WHAT NEEDS TO BE DONE:
The expected output is every entry, repeated word for word.

SUPPLIED RECORDS:
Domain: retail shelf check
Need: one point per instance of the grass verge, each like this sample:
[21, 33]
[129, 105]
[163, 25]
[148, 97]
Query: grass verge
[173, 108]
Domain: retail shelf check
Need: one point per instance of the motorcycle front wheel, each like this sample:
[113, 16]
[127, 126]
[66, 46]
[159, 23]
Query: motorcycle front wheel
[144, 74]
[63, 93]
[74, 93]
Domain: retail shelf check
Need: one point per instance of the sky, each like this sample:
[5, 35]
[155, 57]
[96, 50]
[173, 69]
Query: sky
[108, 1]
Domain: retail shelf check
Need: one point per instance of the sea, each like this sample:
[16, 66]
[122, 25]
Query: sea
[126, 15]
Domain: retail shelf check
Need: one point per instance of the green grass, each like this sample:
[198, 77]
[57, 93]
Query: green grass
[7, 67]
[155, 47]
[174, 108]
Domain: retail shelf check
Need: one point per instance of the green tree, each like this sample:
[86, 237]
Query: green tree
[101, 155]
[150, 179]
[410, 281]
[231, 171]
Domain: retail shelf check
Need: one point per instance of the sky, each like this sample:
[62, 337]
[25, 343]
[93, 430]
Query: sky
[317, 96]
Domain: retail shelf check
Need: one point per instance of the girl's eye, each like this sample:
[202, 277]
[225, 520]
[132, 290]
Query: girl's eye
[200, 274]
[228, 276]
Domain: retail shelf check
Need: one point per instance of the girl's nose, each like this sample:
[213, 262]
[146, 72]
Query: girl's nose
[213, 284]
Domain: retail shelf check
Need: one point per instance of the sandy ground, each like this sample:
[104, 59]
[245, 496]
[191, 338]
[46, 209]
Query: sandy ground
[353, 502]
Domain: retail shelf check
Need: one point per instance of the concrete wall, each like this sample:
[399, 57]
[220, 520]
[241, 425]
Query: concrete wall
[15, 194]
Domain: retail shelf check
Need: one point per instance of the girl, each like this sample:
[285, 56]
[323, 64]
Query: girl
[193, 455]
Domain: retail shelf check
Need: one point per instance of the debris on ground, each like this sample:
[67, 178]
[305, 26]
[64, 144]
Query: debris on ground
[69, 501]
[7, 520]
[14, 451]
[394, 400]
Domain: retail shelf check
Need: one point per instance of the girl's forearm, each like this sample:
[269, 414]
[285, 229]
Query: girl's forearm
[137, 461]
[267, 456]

FINAL ANSWER:
Domain: retail shelf check
Need: one point per instance of the grass verge, each like this sample:
[21, 33]
[129, 105]
[163, 25]
[148, 97]
Query: grass verge
[173, 108]
Domain: retail shelf check
Need: one point per instance of the motorcycle front wheel, each like this sample:
[113, 16]
[127, 126]
[66, 46]
[159, 23]
Query: motorcycle front wheel
[144, 74]
[63, 93]
[74, 93]
Domain: retail shelf check
Need: one point per instance of the sky, each like this sample:
[5, 35]
[155, 57]
[96, 50]
[173, 69]
Query: sky
[108, 1]
Domain: retail shelf check
Need: one point per instance of the sea, each like this sample:
[16, 66]
[122, 25]
Query: sea
[126, 15]
Domain: retail shelf check
Need: one point per instance of the green grass, each like this sample:
[198, 77]
[57, 93]
Query: green grass
[7, 67]
[155, 47]
[174, 108]
Domain: retail shelf check
Need: one point per instance of the green tree, each like this sample:
[86, 237]
Query: green tree
[101, 155]
[150, 179]
[410, 281]
[231, 171]
Domain: retail shelf check
Need: one point per instance of the sky, each like this sample:
[62, 337]
[25, 343]
[93, 430]
Query: sky
[317, 96]
Domain: retail shelf check
Need: one point per instance of the girl's eye, each like this sample:
[202, 277]
[225, 520]
[132, 290]
Query: girl's eye
[200, 274]
[228, 276]
Domain: retail shelf check
Need: one point per instance of the girl's nose, each like this sample:
[213, 262]
[146, 72]
Query: girl's nose
[213, 284]
Domain: retail shelf check
Need: one point per instance of the sandy ground, each like this sample:
[104, 59]
[245, 496]
[191, 338]
[46, 209]
Query: sandy ground
[353, 502]
Domain: retail shelf check
Need: one point per instance of the concrete wall, each like this sample:
[399, 57]
[220, 520]
[241, 425]
Query: concrete wall
[15, 194]
Domain: retail shelf check
Need: one point per instance of the girl, each like this sample:
[285, 56]
[323, 64]
Query: girl
[193, 455]
Domain: retail shelf check
Need: one point per instance of the debris on ground, each like this sample:
[67, 178]
[305, 26]
[64, 144]
Query: debris on ground
[69, 501]
[7, 520]
[14, 451]
[394, 400]
Domain: retail shelf check
Need: one point per instance of the girl's forearm, each like this sample:
[269, 414]
[285, 229]
Query: girl's forearm
[137, 461]
[267, 456]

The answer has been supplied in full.